- Task to carry out
Copy out all the rows below, switching every "one space between" to "a single space between" and keeping everything else the same. Leave out the pictures.

--- begin Supplied data ---

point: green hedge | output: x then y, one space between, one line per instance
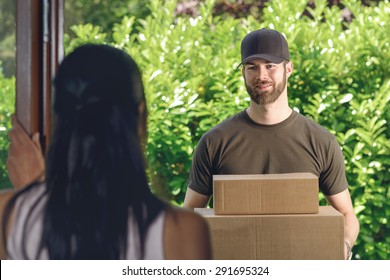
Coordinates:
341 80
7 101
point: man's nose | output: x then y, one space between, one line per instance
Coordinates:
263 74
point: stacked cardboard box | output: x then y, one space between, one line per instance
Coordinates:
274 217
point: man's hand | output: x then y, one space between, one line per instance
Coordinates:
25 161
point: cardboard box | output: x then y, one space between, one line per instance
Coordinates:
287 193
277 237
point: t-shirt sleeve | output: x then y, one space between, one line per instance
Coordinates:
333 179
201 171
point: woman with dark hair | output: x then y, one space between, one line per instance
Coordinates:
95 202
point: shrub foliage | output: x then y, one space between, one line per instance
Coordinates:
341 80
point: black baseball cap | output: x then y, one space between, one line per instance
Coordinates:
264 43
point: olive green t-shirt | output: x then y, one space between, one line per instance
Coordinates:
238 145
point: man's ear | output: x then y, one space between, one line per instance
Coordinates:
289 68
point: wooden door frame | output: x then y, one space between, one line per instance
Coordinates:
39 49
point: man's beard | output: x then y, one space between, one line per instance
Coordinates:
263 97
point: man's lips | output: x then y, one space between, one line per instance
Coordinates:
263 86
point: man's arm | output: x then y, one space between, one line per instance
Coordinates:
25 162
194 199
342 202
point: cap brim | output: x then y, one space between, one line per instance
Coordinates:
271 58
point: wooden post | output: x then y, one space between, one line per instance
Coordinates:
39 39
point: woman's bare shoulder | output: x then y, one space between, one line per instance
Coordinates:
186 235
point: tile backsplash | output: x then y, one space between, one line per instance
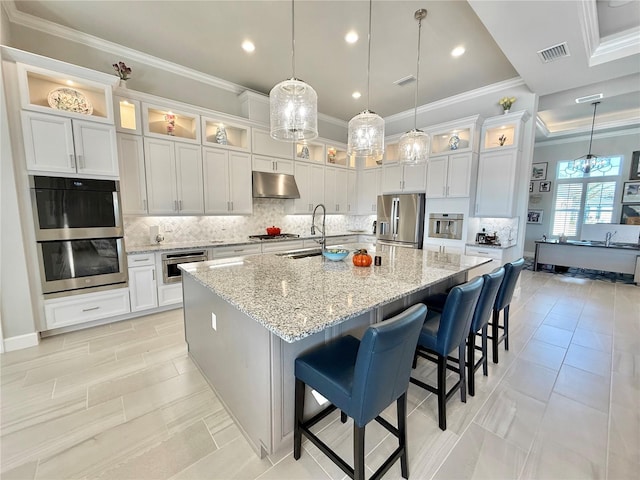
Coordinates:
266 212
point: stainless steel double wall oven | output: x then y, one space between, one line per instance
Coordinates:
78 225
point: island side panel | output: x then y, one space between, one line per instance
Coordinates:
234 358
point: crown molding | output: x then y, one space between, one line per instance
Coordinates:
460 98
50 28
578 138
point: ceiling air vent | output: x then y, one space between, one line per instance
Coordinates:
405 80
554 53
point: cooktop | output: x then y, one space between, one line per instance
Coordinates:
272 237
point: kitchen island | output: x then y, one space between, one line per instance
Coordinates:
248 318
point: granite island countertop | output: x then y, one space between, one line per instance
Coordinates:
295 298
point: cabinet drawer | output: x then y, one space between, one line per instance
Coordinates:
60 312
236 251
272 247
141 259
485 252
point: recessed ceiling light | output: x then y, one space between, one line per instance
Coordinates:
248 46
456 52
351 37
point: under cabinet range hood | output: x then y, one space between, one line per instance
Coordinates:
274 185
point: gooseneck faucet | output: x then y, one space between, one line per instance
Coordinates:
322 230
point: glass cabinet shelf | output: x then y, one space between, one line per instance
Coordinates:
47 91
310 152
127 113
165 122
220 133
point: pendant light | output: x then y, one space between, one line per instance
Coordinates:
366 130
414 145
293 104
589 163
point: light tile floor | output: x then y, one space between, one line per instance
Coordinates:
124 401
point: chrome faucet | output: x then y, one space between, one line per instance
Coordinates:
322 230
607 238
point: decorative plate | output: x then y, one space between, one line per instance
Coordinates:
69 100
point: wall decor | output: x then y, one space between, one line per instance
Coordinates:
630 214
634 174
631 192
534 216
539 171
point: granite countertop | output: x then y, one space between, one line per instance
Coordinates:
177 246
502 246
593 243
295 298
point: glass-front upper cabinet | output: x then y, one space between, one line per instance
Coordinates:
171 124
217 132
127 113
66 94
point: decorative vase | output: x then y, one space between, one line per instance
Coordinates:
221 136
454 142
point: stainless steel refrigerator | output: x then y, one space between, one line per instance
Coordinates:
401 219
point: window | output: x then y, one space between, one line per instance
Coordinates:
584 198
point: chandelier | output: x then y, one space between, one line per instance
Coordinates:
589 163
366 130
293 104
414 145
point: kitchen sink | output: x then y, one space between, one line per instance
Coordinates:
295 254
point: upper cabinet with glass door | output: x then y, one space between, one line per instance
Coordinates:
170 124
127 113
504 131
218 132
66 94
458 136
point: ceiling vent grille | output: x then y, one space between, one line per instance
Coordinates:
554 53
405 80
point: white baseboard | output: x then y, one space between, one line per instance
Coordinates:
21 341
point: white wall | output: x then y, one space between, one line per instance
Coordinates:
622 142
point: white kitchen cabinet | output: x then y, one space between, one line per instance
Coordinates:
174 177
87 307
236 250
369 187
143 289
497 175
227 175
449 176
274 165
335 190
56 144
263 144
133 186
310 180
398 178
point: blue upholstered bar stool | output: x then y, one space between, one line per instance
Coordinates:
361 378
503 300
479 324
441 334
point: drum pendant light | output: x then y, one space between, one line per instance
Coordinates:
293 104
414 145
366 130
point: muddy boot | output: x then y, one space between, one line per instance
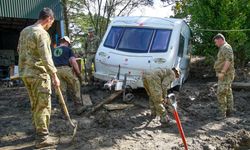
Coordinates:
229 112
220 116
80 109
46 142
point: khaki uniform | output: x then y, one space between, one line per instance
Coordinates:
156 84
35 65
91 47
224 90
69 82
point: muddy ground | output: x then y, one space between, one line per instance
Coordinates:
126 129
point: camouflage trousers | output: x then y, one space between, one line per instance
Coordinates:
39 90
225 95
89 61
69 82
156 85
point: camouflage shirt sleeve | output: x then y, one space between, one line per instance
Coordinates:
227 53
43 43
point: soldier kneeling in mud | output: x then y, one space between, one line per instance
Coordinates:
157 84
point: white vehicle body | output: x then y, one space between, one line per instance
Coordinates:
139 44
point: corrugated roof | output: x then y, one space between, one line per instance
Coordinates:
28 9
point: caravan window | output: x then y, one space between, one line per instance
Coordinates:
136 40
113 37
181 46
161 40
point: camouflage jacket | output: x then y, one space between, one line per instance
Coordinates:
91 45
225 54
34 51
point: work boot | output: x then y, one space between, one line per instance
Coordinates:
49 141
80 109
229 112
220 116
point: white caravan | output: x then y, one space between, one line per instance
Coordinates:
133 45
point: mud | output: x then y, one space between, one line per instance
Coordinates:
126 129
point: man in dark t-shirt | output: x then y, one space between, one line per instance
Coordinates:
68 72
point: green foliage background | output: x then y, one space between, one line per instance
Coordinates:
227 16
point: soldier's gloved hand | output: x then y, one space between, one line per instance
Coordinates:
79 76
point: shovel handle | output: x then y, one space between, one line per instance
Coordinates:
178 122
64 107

--- end Supplied data ---

- Solution
point: green hedge | output: x then y, a single space between, one line per instance
Coordinates:
341 80
7 101
point: man's nose | output: x then y, a single space between, one line per instance
Coordinates:
263 74
point: stacked cardboard box | output: x then y, a single space between, one line per instance
Coordinates:
274 217
point: man's hand | output: x then y, a single space between, one line per instance
Coordinates:
25 161
point: cardboard box | output: x then y, a single space between, one line per instance
Coordinates:
287 193
277 237
point: t-shirt sleeve | output: x then y, a single space between, one line per instance
Coordinates:
333 179
201 171
point: woman with dark hair | output: x then y, a single space between, one line per instance
Coordinates:
95 202
point: shrub foliage | output: x then y, a single space between, one line per instance
Coordinates:
341 80
point: black baseball cap | output: x then y, a single space between, one line per instance
Coordinates:
264 43
point: olive green t-shirt | output: x then y, a single space between, one line per instance
Coordinates:
238 145
point: man's ear | output: x then y, a single space between, one line per instance
Coordinates:
289 68
point: wooden door frame | output: x then y, a single space between, one line per instance
Coordinates:
39 49
point: man's beard | output: x then y, a single space between, one line per instance
Coordinates:
263 97
point: man's lips | output: x then y, a single space between, one line per instance
Coordinates:
263 86
point: man's arm | output: x then y, a single space between, one line per instance
Coordinates:
25 162
194 199
342 202
point: cap brim | output: x then y, a single space between, one line per instance
Coordinates:
271 58
point: wooden post | output: x then y, a single space between, one line per instance
Coordinates:
39 39
point: woman's bare shoulder | output: x then y, a single space between, one line per instance
Coordinates:
186 235
point: tile backsplash | output: x then y, a single space between, one line per instance
Coordinates:
266 212
point: stainless steel double wall oven | output: x then y, a single space between, one line per instance
Coordinates:
78 225
point: island side panel | output: x then y, a single space between, one line per instance
Coordinates:
234 358
point: crown molding | output: x then y, a single space between, one line per instance
Coordinates:
460 98
50 28
578 138
point: ceiling air vent | output: x then y, a single space between, one line per instance
Coordinates:
405 80
554 53
point: cooktop | output: x then y, a single space between, one line per instance
Coordinates:
272 237
point: kitchen island | output: x then y, a single space between, one line per instance
Coordinates:
248 318
point: granite island countertop | output: x then y, a single space between, one line per instance
Coordinates:
295 298
point: cabinet drawer | output: x then y, a single space between, one line per instance
Coordinates:
60 312
236 251
272 247
141 259
485 252
point: recessed ceiling light | output: x then y, a single space between, one line per instance
Coordinates:
248 46
456 52
351 37
point: under cabinet range hood | output: x then y, a single space between, one line per instance
Coordinates:
274 185
point: gooseneck faucet | output: x then y, a single space between, one line per instance
Coordinates:
322 230
point: glass cabinet shelf | output: x then y, a single space between, one line per instance
Coordinates:
47 91
310 152
127 113
165 122
220 133
point: pendant light | output: x then y, a single space between, one line per instance
Coordinates:
366 130
414 145
293 104
589 163
point: light tile floor | output: x then y, a single space between, one line per instance
Coordinates:
124 401
point: chrome faucet | output: x then y, a single space between, one line per instance
Coordinates:
322 230
607 238
point: decorative plate | output: x then y, a single space between, one line per instance
Coordinates:
69 100
point: wall decor | output: x then y, a single space between, one line per instance
Coordinates:
630 214
634 174
631 192
534 216
539 171
point: granite countertop | output: x then y, a single space between, one line per instance
Coordinates:
177 246
502 246
593 243
295 298
point: glass-front upper cabinet | output: x then y, a single space between, one line per instance
Coordinates:
171 124
217 132
127 113
66 94
point: decorative vase | output: x then y, a single space between, one line per instance
Coordinates:
221 136
454 142
point: stainless steel refrigerator | output: x then y, a single space between, one line per instance
Coordinates:
401 219
point: window | output: x then y, a single space between, one line per instance
Coordinates:
584 198
point: chandelier | output: x then y, a single space between, one line per instance
Coordinates:
589 163
366 130
293 104
414 145
point: kitchen sink | output: x then y, a single space between, one line per instance
Coordinates:
295 254
point: upper cabinet with glass door | output: x then y, a single space between, one line per instance
Coordinates:
170 124
127 113
504 131
218 132
66 94
458 136
point: ceiling vent grille | output: x then y, a single space between, one line per instance
Coordinates:
554 53
405 80
point: white baseboard | output: x then y, a single space between, one line per instance
Coordinates:
21 341
point: white wall | output: x then y, a single space between, one line per instance
Coordinates:
622 142
point: white kitchen cabinet | output: x then y, a single space between, one line per instance
Coordinates:
174 177
87 307
236 250
369 187
143 289
497 175
227 175
449 176
274 165
335 190
56 144
263 144
133 186
310 180
398 178
point: blue upholstered bar stool | output: x then y, a single space between, one line per instance
Coordinates:
361 378
503 300
479 324
441 334
point: drum pendant light | output: x then y, a single space between, one line per instance
Coordinates:
293 104
414 145
366 130
point: muddy boot | output: x then y, a single space between, one line per instance
Coordinates:
229 112
220 116
80 109
46 142
point: khaki uniform | output: x then y, a single space between, one line per instance
Coordinates:
156 84
35 65
91 47
224 90
69 82
point: muddy ground | output: x then y, a single space between, one line per instance
Coordinates:
126 129
point: camouflage trousers | output: x then y, a single space between, one line per instance
Coordinates:
39 90
225 95
89 61
69 82
156 85
point: camouflage shirt sleeve | output: x then y, a single space between, one line per instance
Coordinates:
227 53
43 43
point: soldier kneeling in mud | output: x then y, a single space between, one line per instance
Coordinates:
157 84
point: white vehicle body | output: x then y, a single space between, one line per instance
Coordinates:
139 44
point: corrugated roof | output: x then y, a single space between, one line per instance
Coordinates:
28 9
point: caravan window | output: x then y, a single space between, one line per instance
Coordinates:
136 40
113 37
181 46
161 40
point: camouflage jacket | output: x then y, a single space between, one line per instance
Coordinates:
91 45
225 54
34 51
point: work boot | output: x then y, a single space between, one line per instance
Coordinates:
49 141
80 109
229 112
220 116
point: white caravan | output: x then y, a single space between, one line per instance
Coordinates:
133 45
point: mud | output: x then y, a single space between, one line per instance
Coordinates:
126 129
point: man in dark t-shirt | output: x then y, a single space between, one line per instance
Coordinates:
68 72
point: green foliage background | output: x then y, a single space between, one line per instance
Coordinates:
227 16
point: soldier's gloved hand | output: x then y, a single space between, one line per instance
Coordinates:
79 76
point: shovel handle | output: x then y, a single space between, one line per instance
Coordinates:
178 122
64 107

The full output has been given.